Work task | Below are the entries; output exactly the lines from the one containing "any chopped red" through the final line, inclusive.

(Collection entries)
- Opening Delimiter -

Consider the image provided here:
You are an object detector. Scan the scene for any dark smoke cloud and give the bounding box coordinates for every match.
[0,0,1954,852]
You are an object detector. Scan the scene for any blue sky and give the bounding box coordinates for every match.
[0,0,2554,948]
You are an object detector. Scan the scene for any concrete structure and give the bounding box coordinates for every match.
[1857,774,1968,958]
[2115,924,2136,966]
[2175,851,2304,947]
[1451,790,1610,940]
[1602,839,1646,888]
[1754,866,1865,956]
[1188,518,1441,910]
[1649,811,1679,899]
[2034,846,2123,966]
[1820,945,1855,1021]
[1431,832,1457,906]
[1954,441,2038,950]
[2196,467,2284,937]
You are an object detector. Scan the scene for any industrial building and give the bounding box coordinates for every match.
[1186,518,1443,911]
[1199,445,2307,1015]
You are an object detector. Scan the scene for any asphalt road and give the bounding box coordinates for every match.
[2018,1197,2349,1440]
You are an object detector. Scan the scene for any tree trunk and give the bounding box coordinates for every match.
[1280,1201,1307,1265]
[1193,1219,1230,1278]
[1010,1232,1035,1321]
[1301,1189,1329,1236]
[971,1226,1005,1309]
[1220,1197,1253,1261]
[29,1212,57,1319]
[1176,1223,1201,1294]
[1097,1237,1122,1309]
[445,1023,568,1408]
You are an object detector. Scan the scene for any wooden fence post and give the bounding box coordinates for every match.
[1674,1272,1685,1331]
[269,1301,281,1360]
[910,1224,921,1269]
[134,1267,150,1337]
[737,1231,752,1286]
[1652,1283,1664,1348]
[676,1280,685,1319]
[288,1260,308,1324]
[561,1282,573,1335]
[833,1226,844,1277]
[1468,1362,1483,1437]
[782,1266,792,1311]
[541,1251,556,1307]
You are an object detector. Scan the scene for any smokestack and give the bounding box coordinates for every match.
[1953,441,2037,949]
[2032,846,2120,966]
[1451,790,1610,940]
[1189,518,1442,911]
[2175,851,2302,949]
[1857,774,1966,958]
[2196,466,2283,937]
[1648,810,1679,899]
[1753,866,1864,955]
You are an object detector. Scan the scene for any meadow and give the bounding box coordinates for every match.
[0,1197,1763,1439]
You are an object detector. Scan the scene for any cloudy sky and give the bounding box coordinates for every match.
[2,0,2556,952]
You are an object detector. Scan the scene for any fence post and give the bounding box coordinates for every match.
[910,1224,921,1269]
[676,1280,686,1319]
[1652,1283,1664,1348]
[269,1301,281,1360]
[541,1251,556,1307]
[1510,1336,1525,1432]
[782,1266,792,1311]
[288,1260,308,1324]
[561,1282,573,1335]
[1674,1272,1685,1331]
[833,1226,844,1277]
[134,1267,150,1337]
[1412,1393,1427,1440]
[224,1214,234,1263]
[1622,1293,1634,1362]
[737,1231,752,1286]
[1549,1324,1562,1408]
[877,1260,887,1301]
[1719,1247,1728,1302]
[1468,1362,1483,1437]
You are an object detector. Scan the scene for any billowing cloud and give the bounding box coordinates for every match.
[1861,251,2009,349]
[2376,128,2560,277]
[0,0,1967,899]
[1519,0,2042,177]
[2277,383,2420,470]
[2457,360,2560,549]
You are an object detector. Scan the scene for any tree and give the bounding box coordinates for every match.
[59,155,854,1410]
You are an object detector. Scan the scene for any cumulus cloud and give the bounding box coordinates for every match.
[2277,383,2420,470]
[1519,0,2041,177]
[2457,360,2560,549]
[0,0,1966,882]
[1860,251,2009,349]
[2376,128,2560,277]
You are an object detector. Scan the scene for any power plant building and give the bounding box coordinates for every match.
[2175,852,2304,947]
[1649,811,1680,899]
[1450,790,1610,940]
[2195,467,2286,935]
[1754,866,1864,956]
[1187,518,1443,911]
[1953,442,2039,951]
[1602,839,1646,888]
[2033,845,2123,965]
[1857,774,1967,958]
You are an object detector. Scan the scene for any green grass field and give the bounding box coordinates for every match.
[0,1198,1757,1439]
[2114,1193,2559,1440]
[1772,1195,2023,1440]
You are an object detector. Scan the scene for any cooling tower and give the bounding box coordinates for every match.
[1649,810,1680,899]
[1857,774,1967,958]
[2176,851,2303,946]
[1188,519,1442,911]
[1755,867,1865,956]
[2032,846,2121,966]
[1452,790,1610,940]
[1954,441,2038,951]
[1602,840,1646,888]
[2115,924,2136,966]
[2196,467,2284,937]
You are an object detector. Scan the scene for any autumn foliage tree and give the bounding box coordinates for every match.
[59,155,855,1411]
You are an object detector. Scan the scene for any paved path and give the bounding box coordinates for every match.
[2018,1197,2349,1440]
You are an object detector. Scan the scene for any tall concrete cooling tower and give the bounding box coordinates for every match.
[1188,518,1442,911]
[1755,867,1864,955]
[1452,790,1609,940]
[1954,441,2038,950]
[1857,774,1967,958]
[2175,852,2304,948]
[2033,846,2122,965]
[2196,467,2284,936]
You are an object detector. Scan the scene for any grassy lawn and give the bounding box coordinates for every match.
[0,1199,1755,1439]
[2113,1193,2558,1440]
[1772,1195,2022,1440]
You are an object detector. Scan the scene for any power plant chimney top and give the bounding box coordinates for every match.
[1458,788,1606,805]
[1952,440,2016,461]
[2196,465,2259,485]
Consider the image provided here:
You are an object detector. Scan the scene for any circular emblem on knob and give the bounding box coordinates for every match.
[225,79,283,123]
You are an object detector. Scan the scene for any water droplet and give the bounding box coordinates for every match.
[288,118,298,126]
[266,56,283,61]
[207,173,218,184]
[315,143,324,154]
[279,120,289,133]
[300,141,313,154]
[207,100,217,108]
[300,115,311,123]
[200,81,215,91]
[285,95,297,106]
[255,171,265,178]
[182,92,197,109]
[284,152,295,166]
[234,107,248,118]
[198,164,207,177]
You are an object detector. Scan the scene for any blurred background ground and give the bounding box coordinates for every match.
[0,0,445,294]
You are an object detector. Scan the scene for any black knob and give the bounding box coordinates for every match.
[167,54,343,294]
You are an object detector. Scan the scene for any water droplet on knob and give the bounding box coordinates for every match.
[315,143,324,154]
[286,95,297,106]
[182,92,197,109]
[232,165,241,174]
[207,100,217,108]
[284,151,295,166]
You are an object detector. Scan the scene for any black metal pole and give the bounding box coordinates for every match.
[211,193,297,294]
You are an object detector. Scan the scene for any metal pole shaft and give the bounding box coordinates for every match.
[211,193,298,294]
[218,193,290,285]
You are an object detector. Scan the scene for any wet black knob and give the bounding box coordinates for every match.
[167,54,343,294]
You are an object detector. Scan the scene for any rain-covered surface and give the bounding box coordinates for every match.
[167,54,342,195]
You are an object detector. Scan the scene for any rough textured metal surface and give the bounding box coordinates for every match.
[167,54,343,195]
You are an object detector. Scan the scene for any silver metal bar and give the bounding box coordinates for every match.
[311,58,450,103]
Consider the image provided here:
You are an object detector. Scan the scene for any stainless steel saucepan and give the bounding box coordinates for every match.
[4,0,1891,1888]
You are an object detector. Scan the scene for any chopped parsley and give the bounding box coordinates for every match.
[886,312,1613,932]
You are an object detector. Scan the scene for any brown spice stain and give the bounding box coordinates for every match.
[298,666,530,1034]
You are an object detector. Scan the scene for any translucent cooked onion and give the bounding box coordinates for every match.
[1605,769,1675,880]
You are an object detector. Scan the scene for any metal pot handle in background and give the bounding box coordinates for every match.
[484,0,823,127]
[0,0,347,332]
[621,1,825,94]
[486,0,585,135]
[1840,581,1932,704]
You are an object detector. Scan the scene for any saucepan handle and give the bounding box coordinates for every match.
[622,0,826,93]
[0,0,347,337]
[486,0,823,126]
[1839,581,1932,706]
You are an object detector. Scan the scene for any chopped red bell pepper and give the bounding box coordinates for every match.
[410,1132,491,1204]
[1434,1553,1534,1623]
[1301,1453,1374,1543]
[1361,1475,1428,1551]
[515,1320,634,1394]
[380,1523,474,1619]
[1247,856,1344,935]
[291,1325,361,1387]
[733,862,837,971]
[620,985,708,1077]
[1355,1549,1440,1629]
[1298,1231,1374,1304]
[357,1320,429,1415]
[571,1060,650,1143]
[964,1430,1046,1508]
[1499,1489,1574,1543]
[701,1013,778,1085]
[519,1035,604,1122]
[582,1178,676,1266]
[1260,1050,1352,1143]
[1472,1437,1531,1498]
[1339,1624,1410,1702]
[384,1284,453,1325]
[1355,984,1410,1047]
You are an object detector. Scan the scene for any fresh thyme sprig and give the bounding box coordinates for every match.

- Closing Delimiter -

Solution |
You are an object detector. Scan the scene for any chopped red bell pepper and give the bounding box coordinates for every match.
[410,1132,491,1204]
[1434,1553,1534,1623]
[1301,1453,1374,1543]
[1361,1475,1428,1551]
[515,1320,634,1394]
[380,1523,474,1619]
[1247,856,1344,935]
[291,1325,361,1387]
[733,862,837,971]
[620,985,708,1077]
[1355,1549,1440,1629]
[1298,1231,1374,1304]
[357,1320,429,1415]
[571,1060,650,1143]
[964,1430,1046,1508]
[1499,1489,1574,1543]
[701,1013,778,1085]
[519,1035,604,1122]
[582,1178,676,1266]
[1260,1050,1352,1143]
[1472,1437,1531,1498]
[1339,1624,1410,1702]
[384,1284,453,1325]
[1355,984,1410,1047]
You are an object detector. Scan the scene for any fresh thyme sprig and give the bounding box coordinates for every match.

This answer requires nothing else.